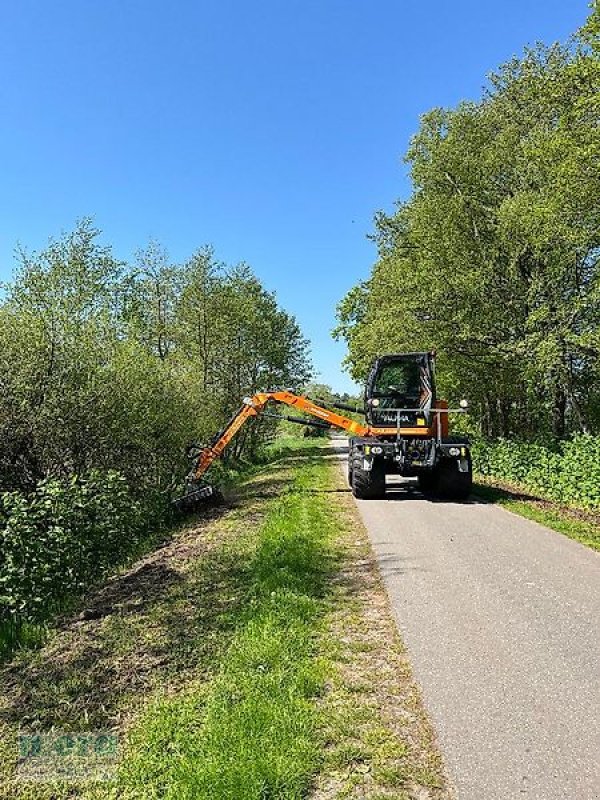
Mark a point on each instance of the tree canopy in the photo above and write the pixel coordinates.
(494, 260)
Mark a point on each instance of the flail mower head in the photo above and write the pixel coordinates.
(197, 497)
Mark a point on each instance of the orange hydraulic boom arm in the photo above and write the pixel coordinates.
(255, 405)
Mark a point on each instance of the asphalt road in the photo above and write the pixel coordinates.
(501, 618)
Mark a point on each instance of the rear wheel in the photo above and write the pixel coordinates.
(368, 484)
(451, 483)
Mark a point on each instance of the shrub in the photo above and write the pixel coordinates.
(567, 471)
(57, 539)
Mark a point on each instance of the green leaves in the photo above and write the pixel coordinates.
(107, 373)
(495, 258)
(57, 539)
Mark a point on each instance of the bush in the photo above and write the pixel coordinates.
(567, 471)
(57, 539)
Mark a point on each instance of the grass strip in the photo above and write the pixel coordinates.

════════

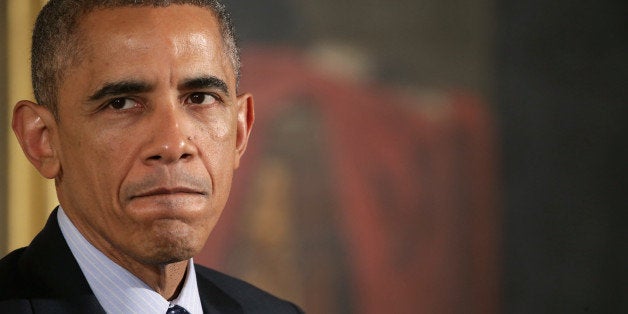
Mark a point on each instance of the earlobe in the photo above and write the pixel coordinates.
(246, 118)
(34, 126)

════════

How many lines of the records contain the word "above"? Reply with the number alone.

10